*Set of tasks:*
a) Answer these questions using the database benchmark article below, one answer per line with matching marks:
(i) Which company published the post?
(ii) What song does the post's analogy have runners whistle while sprinting?
(iii) What recent mess did one commenter say the post reminded them of?
b) Reproduce the database benchmark article below from "A spicy new" down to "in real life.".

*Provided passage:*
◆ ◆ ◆ ◆
June 25, 2026
Benchmarks? More like bench-sharks
Lies, Damn Lies and Database Benchmarks
Why “fastest database” claims have commenters screaming rigged race vibes
TLDR: QuestDB argues that popular “fastest database” tests can reward tools that are tailored for the contest instead of actually better overall. Commenters mostly reacted with cynical laughter, saying every benchmark gets gamed sooner or later — with several comparing it to today’s AI leaderboard drama.
A spicy new post from QuestDB basically says the tech world’s favorite flex — benchmark charts — can be wildly misleading, and the comments instantly turned into a group therapy session for people traumatized by “Number 1” performance claims. The article uses a gloriously goofy analogy: comparing databases can be less like a fair footrace and more like making runners sprint while whistling “Yellow Submarine.” In plain English, the company argues that when different kinds of data tools are judged with one test, the winner may just be the one best tuned for that exact contest, not the one that’s best in real life.
That was enough to set off a familiar online chorus: if there’s a benchmark, somebody will game it. One commenter said it reminded them of the recent Terminal Bench mess, while another sighed that this is now basically the story of AI chatbot scoreboards too. The strongest mood in the thread? Deep cynicism mixed with a weird amount of respect. People were nodding along to the claim that companies optimize for the test, not the truth, but also praising the post itself as unusually honest and well written.
◆ ◆ ◆ ◆
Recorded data
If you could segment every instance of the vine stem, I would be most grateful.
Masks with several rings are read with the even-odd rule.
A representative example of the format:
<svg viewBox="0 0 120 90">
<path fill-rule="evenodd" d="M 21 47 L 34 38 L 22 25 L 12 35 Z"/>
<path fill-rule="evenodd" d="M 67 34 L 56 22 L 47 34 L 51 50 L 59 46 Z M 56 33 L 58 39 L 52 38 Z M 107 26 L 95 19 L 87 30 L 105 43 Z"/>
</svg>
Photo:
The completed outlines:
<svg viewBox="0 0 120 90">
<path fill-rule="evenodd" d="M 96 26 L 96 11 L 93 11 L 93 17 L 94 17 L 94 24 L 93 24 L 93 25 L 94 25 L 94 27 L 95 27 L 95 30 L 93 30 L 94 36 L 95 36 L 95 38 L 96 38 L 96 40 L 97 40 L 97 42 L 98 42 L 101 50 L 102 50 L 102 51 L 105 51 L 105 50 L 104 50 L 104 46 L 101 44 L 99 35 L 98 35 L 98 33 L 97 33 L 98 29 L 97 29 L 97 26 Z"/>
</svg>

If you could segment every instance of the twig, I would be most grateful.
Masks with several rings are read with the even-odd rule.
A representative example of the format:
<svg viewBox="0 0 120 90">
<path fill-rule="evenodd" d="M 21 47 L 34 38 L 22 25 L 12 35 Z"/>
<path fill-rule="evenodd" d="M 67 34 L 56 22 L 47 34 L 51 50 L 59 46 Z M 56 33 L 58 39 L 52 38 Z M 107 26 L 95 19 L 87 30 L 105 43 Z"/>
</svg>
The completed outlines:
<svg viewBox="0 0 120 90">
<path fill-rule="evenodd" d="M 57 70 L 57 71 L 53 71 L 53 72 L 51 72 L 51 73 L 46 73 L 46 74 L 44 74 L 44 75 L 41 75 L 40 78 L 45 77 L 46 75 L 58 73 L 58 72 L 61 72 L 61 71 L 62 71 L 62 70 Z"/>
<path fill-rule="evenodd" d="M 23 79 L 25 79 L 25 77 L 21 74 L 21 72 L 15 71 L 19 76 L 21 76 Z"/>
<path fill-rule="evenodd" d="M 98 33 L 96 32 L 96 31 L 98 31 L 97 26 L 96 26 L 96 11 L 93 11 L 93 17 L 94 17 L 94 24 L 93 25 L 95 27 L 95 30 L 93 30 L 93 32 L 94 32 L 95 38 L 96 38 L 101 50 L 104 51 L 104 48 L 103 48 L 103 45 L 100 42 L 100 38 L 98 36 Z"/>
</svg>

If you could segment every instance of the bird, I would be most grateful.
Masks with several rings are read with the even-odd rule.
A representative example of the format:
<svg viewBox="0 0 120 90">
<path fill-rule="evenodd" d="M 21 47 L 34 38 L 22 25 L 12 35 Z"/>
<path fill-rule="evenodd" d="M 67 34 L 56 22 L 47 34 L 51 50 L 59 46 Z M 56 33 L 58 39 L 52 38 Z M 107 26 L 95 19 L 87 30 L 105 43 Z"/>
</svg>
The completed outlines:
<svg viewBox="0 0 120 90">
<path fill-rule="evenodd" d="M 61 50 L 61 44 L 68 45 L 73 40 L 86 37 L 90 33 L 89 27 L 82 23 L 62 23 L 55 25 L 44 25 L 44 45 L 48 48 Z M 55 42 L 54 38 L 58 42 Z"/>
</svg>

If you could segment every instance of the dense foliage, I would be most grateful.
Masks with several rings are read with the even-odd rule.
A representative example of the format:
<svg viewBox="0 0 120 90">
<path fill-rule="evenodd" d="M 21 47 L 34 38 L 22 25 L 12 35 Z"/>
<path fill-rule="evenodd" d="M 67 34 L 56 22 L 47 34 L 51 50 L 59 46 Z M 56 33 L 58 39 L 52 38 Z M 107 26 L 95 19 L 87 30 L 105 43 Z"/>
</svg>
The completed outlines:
◆ ◆ ◆ ◆
*Results for each task:*
a)
(i) QuestDB
(ii) "Yellow Submarine"
(iii) The Terminal Bench mess

b)
A spicy new post from QuestDB basically says the tech world’s favorite flex — benchmark charts — can be wildly misleading, and the comments instantly turned into a group therapy session for people traumatized by “Number 1” performance claims. The article uses a gloriously goofy analogy: comparing databases can be less like a fair footrace and more like making runners sprint while whistling “Yellow Submarine.” In plain English, the company argues that when different kinds of data tools are judged with one test, the winner may just be the one best tuned for that exact contest, not the one that’s best in real life.